- Instructions for the task -
Carry forward the article below about young Trump supporters at Ohio State, continuing it from its last sentence.

- Extract -
══════

COLUMBUS, Ohio — One week after the election, groups across the United States are still reeling from Donald Trump's unexpected victory. Democratic protesters have taken to the streets, burning effigies of the president-elect. Thousands have posted personal stories and cried "not my president" on social media. Others have begun signing a petition to abolish the Electoral College.
The questions are many; the answers are few. But if you want to understand why Hillary Clinton lost, meet the millennials who won Ohio for Trump.
A competitive state with 18 electoral votes, Ohio was crucial to Trump's win: No Republican has ever won the presidency without the Buckeye State. While much of Ohio is rural (areas typically populated by more conservative individuals), its cities also contain a handful of Trump voters. Columbus, the capital, voted 61% for Clinton, but its main college, Ohio State University, bore witness to a large Trump movement.
Why young Ohio Republicans love Trump
Zen, an 18-year-old OSU student from Ohio, was initially drawn to Trump for his attacks on the media and ability to be "unapologetic for offending people."
"I really hate it when people tell me what I cannot say or think, especially in terms of politics," Zen said. (Last names have been omitted to let subjects speak freely.) "You're not going to reach a solution to a problem if one side is always going to be shouted down as racist, homophobic or xenophobic. ... I wanted a sort of a cultural change in the way we handled free speech, and I thought Trump would be able to herald that."
Jaime, a 21-year-old Republican, was also attracted to Trump's rhetoric, but pinpointed his financial policies as game changers in the election. "The main thing is that Trump cares about money, since he's a billionaire," Jaime said.
At OSU, beers, cheers and tears as Trump takes the election
On Nov. 8, as classes let out for the day at Ohio State, Zen, Jaime and their fellow Republicans flocked to viewing parties to await the results of the election. One such party, held in Woody's Tavern in the Ohio Union, was especially crowded. Munching on snacks and chugging down beer, students soon filled every empty seat in the house. As they watched CNN on a big screen with intense fascination, some began coloring in U.S. maps with their political predictions; others huddled with friends, awaiting "key race alerts."
At 7:30 p.m., the countdown officially kicked off. "Ten, nine, eight, seven," the students shouted, clapping. Let the games begin.

══════

- Supplied records -

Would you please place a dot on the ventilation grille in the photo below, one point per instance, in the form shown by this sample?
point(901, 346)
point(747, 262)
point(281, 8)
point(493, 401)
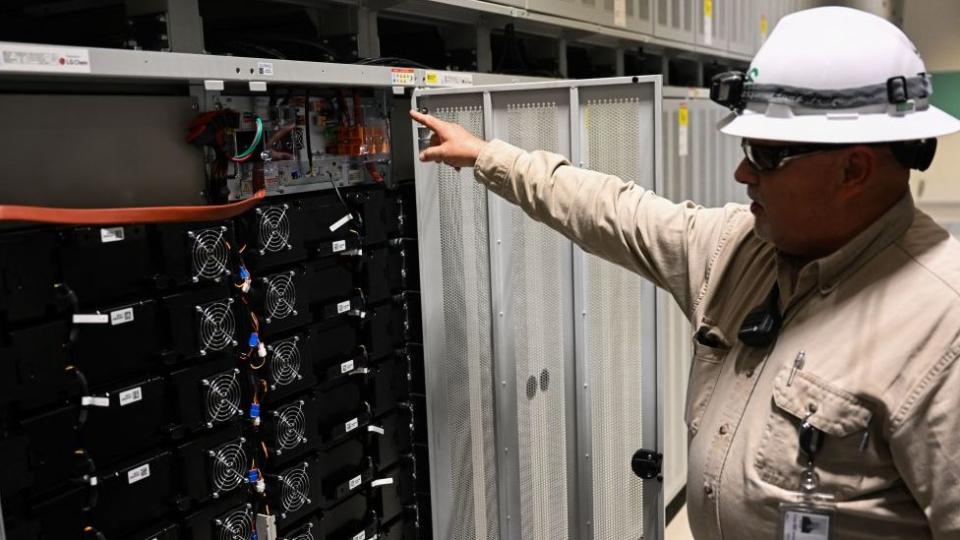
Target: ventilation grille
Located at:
point(228, 463)
point(209, 254)
point(235, 525)
point(273, 228)
point(291, 427)
point(222, 397)
point(295, 492)
point(613, 337)
point(538, 258)
point(285, 362)
point(469, 362)
point(216, 325)
point(281, 296)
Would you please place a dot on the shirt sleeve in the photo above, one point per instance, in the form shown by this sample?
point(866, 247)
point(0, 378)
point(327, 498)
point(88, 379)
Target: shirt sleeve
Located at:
point(672, 245)
point(925, 446)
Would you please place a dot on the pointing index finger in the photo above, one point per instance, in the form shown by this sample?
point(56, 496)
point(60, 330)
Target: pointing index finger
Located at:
point(425, 119)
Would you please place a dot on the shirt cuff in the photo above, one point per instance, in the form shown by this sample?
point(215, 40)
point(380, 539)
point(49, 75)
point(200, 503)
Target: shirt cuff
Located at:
point(495, 163)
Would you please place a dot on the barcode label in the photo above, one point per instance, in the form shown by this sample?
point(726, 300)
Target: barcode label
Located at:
point(141, 472)
point(121, 316)
point(355, 482)
point(131, 396)
point(111, 234)
point(341, 222)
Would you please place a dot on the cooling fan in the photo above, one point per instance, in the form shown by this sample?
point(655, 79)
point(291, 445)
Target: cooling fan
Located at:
point(236, 525)
point(228, 464)
point(291, 427)
point(281, 296)
point(209, 254)
point(295, 490)
point(217, 325)
point(284, 362)
point(222, 397)
point(273, 230)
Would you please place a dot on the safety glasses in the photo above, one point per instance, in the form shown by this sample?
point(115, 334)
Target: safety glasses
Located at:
point(765, 157)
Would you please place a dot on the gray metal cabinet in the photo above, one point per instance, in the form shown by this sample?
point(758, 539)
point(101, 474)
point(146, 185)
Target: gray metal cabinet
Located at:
point(540, 358)
point(674, 19)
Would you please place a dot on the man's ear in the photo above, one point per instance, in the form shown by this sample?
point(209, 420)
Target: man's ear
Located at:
point(858, 164)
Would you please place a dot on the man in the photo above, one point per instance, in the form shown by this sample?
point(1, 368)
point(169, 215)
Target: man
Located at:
point(824, 397)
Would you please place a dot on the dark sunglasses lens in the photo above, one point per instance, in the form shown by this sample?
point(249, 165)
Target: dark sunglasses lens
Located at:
point(764, 158)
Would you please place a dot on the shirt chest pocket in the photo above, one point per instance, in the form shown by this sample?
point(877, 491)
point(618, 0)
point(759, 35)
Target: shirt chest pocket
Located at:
point(704, 373)
point(843, 460)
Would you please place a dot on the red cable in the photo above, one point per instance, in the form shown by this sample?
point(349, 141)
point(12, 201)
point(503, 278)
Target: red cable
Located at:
point(107, 216)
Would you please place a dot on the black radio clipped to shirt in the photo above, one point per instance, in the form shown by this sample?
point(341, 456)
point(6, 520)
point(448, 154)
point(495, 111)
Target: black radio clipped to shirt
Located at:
point(760, 327)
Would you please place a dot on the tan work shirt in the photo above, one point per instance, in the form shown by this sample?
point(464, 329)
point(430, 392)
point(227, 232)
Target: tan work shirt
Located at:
point(877, 323)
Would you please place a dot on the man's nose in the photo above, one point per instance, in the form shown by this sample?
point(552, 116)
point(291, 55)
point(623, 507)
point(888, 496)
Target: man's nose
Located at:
point(745, 173)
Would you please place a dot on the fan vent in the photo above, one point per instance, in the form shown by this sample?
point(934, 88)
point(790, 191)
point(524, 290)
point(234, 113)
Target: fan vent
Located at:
point(274, 229)
point(217, 325)
point(281, 297)
point(291, 427)
point(209, 254)
point(285, 362)
point(295, 492)
point(228, 465)
point(222, 397)
point(236, 525)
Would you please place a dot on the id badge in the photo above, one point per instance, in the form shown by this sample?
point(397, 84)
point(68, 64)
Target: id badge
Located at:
point(807, 521)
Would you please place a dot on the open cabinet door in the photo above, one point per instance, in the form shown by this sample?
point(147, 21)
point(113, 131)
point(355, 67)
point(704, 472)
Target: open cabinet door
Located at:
point(540, 359)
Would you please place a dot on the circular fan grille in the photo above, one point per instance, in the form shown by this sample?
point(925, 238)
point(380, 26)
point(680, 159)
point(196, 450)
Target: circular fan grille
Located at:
point(285, 362)
point(296, 489)
point(223, 397)
point(209, 253)
point(217, 326)
point(274, 228)
point(237, 525)
point(290, 427)
point(281, 296)
point(229, 463)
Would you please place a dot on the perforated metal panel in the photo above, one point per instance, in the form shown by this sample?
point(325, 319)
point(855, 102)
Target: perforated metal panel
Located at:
point(457, 312)
point(549, 410)
point(704, 176)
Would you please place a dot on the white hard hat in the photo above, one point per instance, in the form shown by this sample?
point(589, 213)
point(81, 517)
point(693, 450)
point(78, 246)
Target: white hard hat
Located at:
point(833, 75)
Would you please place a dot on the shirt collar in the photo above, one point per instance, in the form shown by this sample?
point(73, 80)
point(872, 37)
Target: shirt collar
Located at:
point(828, 271)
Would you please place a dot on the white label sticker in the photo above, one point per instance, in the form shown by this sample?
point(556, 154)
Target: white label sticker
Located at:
point(111, 234)
point(265, 68)
point(341, 222)
point(619, 13)
point(140, 473)
point(18, 57)
point(121, 316)
point(91, 318)
point(355, 482)
point(131, 396)
point(403, 77)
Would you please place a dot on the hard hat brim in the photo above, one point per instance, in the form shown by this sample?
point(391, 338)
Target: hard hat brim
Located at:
point(821, 128)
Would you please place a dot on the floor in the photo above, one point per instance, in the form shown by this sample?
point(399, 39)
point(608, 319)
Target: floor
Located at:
point(678, 529)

══════

- Exercise response -
The results began trickling in: West Virginia for Trump, Kentucky for Trump, Indiana for Trump, Vermont for Clinton. Republicans at the Ohio Union clapped; Democrats wrung their hands. The crowd was mostly Democrat, but the table of Trump supporters did not give up their dreams of seeing Trump reach the White House.
Zen spent the night holding out for a Trump presidency, but he was skeptical votes would steer in his favor. "A lot of Trump people say the polls are rigged and that [votes] may not be represented, but I'm not sure ... I haven't lost hope," he said.
Trump began inching ahead of Clinton, state by state, as the night progressed. Reactions in the crowd varied from the Democrats' "I feel sick" and "I need a shot" to the Republicans' "It's pretty exciting."
Whenever Trump won a state, Clinton supporters shouted and Trump supporters felt re-energized. "I think everybody is kind of trashing on us and not really expecting a huge Republican turnout," said Emily, a 20-year-old Republican from Indiana. "We're holding our breaths."
As Trump began stacking up small states, the majority-Democrat crowd grew quieter. "There's no hostility, though," said Ben, a 20-year-old Republican from Ohio. "Everyone's very civil."
Although Ben did not describe himself as "an ardent Trump supporter," he did vote for Trump and was positive that Trump had the power to win the presidency. "What we've seen so far has been pretty encouraging," he said in the later half of the evening, confident Ohio would go red. "It's pretty nice to see this for the first time in 12 years."
The rest is history. Trump continued to gain traction in Ohio, finally winning the state 52% to Clinton's 43.5%. Democrats in the crowd were deflated. "I would say that we are disappointed but not surprised," said Emily, a 19-year-old Democrat from Illinois.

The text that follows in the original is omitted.